**What to produce:** Produce an exact transcription of the listing below, omitting the pictures.

================================

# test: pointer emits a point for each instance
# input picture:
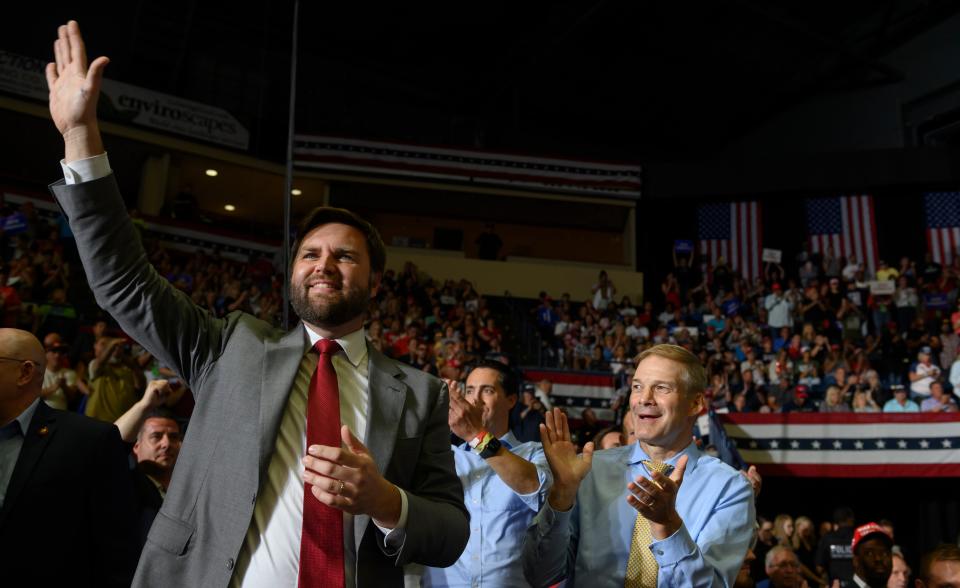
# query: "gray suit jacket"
(241, 370)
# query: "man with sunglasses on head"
(66, 499)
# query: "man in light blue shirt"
(504, 482)
(900, 402)
(700, 518)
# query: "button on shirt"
(11, 442)
(498, 519)
(592, 540)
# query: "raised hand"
(347, 478)
(568, 468)
(464, 417)
(74, 89)
(656, 499)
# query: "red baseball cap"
(864, 532)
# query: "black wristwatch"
(493, 446)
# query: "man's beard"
(329, 314)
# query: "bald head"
(21, 345)
(22, 363)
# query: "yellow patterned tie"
(642, 568)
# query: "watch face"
(493, 446)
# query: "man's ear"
(696, 405)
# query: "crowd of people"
(335, 429)
(817, 338)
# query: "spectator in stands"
(156, 438)
(113, 380)
(800, 401)
(782, 567)
(805, 546)
(779, 308)
(783, 529)
(9, 300)
(833, 401)
(940, 568)
(863, 402)
(504, 481)
(939, 400)
(603, 292)
(60, 383)
(744, 577)
(900, 402)
(543, 390)
(529, 416)
(900, 573)
(922, 374)
(765, 542)
(65, 493)
(834, 556)
(872, 555)
(906, 301)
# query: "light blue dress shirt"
(11, 442)
(499, 518)
(590, 543)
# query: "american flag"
(845, 445)
(732, 231)
(942, 212)
(845, 224)
(576, 391)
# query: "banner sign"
(128, 104)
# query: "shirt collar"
(691, 451)
(354, 344)
(26, 416)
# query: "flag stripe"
(861, 471)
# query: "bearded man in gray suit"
(235, 512)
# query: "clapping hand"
(568, 468)
(347, 478)
(464, 417)
(655, 498)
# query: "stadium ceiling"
(603, 79)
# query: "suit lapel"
(280, 363)
(34, 444)
(387, 395)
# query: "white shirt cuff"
(394, 537)
(86, 170)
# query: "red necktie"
(321, 541)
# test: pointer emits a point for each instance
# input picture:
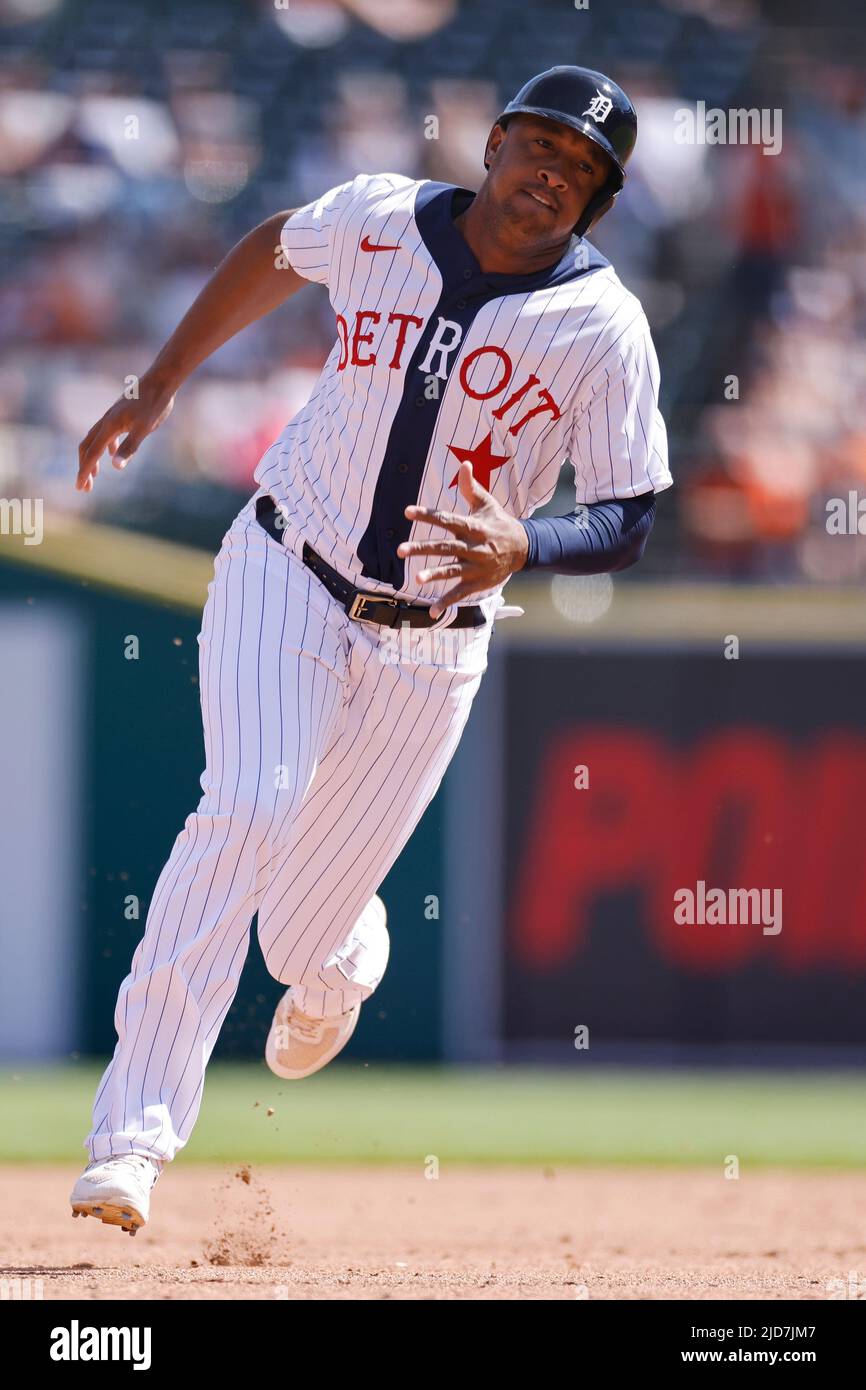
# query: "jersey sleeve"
(312, 234)
(619, 442)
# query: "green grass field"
(387, 1115)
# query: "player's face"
(544, 174)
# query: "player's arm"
(248, 284)
(597, 538)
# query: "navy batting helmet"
(594, 106)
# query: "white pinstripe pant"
(320, 761)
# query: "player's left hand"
(485, 546)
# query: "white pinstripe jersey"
(437, 360)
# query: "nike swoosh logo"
(369, 246)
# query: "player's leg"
(399, 730)
(273, 660)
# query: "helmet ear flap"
(503, 124)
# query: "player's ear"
(494, 141)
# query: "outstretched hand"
(121, 430)
(484, 546)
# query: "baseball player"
(481, 341)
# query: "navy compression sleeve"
(594, 540)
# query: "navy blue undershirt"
(595, 540)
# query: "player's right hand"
(121, 430)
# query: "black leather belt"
(366, 608)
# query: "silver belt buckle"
(359, 602)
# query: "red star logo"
(481, 459)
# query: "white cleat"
(117, 1190)
(299, 1045)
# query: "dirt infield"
(470, 1233)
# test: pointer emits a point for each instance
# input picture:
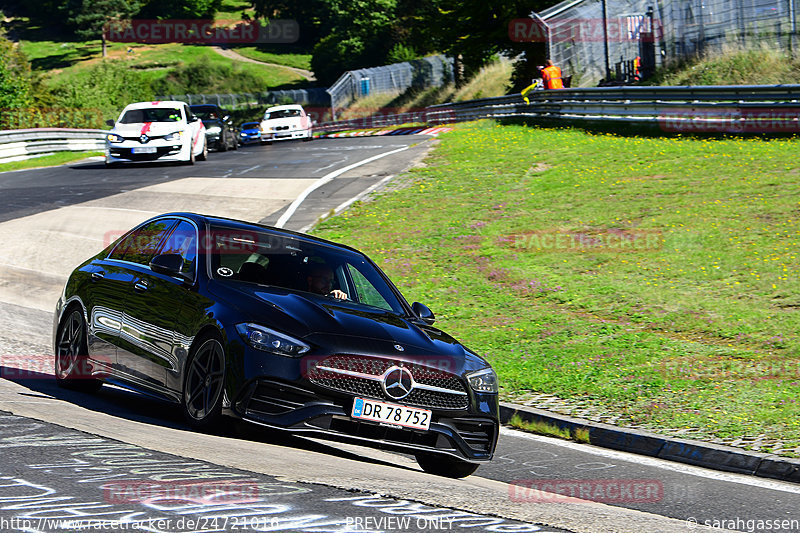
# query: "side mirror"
(423, 312)
(168, 264)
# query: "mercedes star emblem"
(397, 382)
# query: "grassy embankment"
(656, 278)
(492, 80)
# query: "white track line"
(325, 179)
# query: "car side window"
(183, 241)
(366, 292)
(141, 245)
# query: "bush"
(204, 76)
(100, 93)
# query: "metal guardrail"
(16, 145)
(701, 109)
(692, 109)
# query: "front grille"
(433, 388)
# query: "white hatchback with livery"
(156, 131)
(285, 122)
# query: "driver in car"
(320, 281)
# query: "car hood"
(152, 129)
(342, 327)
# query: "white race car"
(156, 131)
(285, 122)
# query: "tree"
(179, 9)
(89, 17)
(361, 36)
(15, 85)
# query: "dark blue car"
(249, 133)
(276, 328)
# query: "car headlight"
(269, 340)
(483, 380)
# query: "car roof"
(155, 104)
(241, 224)
(282, 107)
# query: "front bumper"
(284, 393)
(163, 151)
(285, 135)
(302, 410)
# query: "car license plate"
(389, 413)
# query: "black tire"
(204, 383)
(71, 366)
(445, 466)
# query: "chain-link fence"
(430, 71)
(600, 40)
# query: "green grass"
(511, 235)
(60, 158)
(278, 54)
(550, 430)
(233, 9)
(152, 62)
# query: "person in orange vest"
(551, 75)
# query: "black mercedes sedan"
(277, 328)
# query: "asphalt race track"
(71, 456)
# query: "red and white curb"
(401, 131)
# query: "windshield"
(156, 114)
(242, 255)
(282, 113)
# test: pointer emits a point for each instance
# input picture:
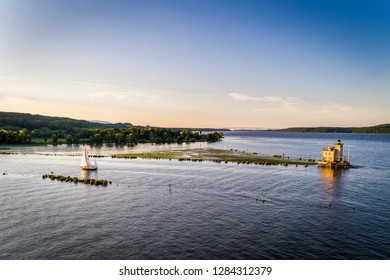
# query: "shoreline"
(218, 156)
(195, 155)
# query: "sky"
(198, 63)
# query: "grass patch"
(218, 156)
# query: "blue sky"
(265, 64)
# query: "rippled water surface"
(162, 209)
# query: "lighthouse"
(333, 156)
(338, 151)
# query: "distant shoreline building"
(333, 156)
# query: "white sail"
(85, 163)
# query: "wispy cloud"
(117, 92)
(267, 103)
(243, 97)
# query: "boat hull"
(88, 167)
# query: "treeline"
(378, 129)
(17, 121)
(15, 137)
(98, 136)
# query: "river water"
(166, 209)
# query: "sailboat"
(85, 163)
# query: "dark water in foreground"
(210, 212)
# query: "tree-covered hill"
(379, 129)
(16, 121)
(21, 128)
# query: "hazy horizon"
(258, 64)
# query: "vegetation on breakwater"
(76, 180)
(219, 156)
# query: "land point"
(219, 156)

================================

**Full output:**
# test: pointer emits a point for each instance
# input picture:
# query: "gray suit jacket"
(241, 370)
# query: "man with sunglasses on head"
(66, 499)
# query: "man in light blue shirt"
(504, 482)
(900, 402)
(700, 518)
# query: "button on shirt"
(11, 442)
(498, 519)
(592, 540)
# query: "raised hand"
(347, 478)
(568, 468)
(464, 417)
(74, 89)
(656, 499)
# query: "red baseball cap"
(864, 532)
# query: "black wristwatch"
(493, 446)
# query: "man's beard"
(329, 314)
# query: "bald head"
(21, 345)
(22, 363)
# query: "yellow patterned tie"
(642, 568)
# query: "watch face"
(493, 446)
# query: "man's ear"
(696, 405)
# query: "crowd of people"
(335, 429)
(817, 338)
# query: "spectator in stands"
(156, 438)
(113, 380)
(800, 401)
(782, 567)
(805, 546)
(779, 308)
(783, 529)
(9, 300)
(833, 401)
(940, 568)
(863, 402)
(504, 481)
(939, 400)
(603, 292)
(60, 383)
(744, 577)
(900, 402)
(543, 390)
(529, 416)
(900, 573)
(922, 374)
(765, 542)
(65, 493)
(834, 556)
(872, 555)
(906, 301)
# query: "light blue dress shirt"
(11, 442)
(499, 518)
(590, 543)
# query: "american flag"
(845, 445)
(732, 231)
(942, 212)
(845, 224)
(576, 391)
# query: "banner sign"
(128, 104)
# query: "shirt collar"
(691, 451)
(354, 344)
(26, 416)
# query: "flag stripe"
(861, 471)
# query: "bearded man in gray suit"
(235, 512)
# query: "clapping hand"
(568, 468)
(347, 478)
(464, 417)
(655, 498)
# query: "stadium ceiling"
(603, 79)
# query: "suit lapel"
(280, 363)
(34, 444)
(387, 395)
# query: "white shirt cuff"
(394, 537)
(86, 170)
# query: "red necktie"
(321, 541)
# test: pointer emits a point for each instance
# input picture:
# query: "jersey sleeve"
(312, 234)
(619, 442)
# query: "green grass field"
(387, 1115)
# query: "player's face"
(544, 174)
# query: "player's arm"
(248, 284)
(597, 538)
# query: "navy batting helmet"
(594, 106)
# query: "white pinstripe pant"
(320, 761)
# query: "player's left hand"
(485, 546)
# query: "white pinstripe jersey"
(437, 360)
# query: "nike swoosh logo"
(369, 246)
# query: "player's leg"
(399, 730)
(273, 660)
# query: "helmet ear flap"
(503, 124)
# query: "player's ear"
(494, 141)
# query: "outstretched hand"
(121, 430)
(484, 546)
# query: "baseball player"
(481, 341)
# query: "navy compression sleeve"
(594, 540)
# query: "navy blue undershirt"
(595, 540)
# query: "player's right hand"
(121, 430)
# query: "black leather belt"
(366, 608)
# query: "silver belt buckle"
(359, 602)
# query: "red star logo"
(481, 459)
# query: "white cleat"
(117, 1190)
(299, 1045)
# query: "dirt infield"
(470, 1233)
# test: pointer emits a point for each instance
# input picture:
# query: "side mirror"
(423, 312)
(168, 264)
# query: "mercedes star emblem"
(397, 382)
# query: "grassy embankment"
(656, 278)
(492, 80)
# query: "white track line"
(325, 179)
# query: "car side window"
(183, 241)
(366, 292)
(141, 245)
# query: "bush"
(204, 76)
(100, 93)
# query: "metal guardrail"
(16, 145)
(701, 109)
(692, 109)
# query: "front grille"
(433, 388)
# query: "white hatchback with livery"
(156, 131)
(285, 122)
# query: "driver in car"
(320, 281)
# query: "car hood"
(152, 129)
(342, 327)
# query: "white race car"
(156, 131)
(285, 122)
# query: "tree"
(179, 9)
(89, 17)
(361, 36)
(15, 85)
# query: "dark blue car"
(249, 133)
(276, 328)
# query: "car headlight"
(269, 340)
(483, 380)
# query: "car roof"
(155, 104)
(241, 224)
(282, 107)
# query: "front bumper"
(284, 393)
(163, 151)
(285, 135)
(302, 410)
# query: "car license plate"
(389, 413)
# query: "black tire"
(204, 383)
(71, 366)
(445, 466)
# query: "chain-link fence"
(430, 71)
(600, 40)
# query: "green grass"
(511, 235)
(60, 158)
(278, 54)
(550, 430)
(233, 9)
(152, 62)
# query: "person in orange vest"
(551, 75)
# query: "black mercedes sedan"
(277, 328)
# query: "asphalt race track"
(71, 456)
# query: "red and white curb"
(401, 131)
# query: "windshield"
(156, 114)
(242, 255)
(282, 113)
# test: pointer emits a point for each instance
# input picture:
# query: "shoreline"
(218, 156)
(195, 155)
# query: "sky"
(198, 63)
# query: "grass patch"
(218, 156)
# query: "blue sky"
(265, 64)
# query: "rippled water surface"
(162, 209)
# query: "lighthouse"
(333, 156)
(338, 151)
# query: "distant shoreline building"
(333, 156)
# query: "white sail"
(85, 163)
# query: "wispy cloud"
(117, 92)
(267, 103)
(243, 97)
# query: "boat hull"
(88, 167)
# query: "treeline"
(378, 129)
(17, 121)
(15, 137)
(98, 136)
# query: "river water"
(166, 209)
# query: "sailboat"
(85, 163)
# query: "dark water in foreground"
(210, 212)
# query: "tree-covered hill"
(379, 129)
(16, 121)
(21, 128)
# query: "hazy horizon"
(258, 64)
# query: "vegetation on breakwater"
(76, 180)
(219, 156)
# query: "land point"
(219, 156)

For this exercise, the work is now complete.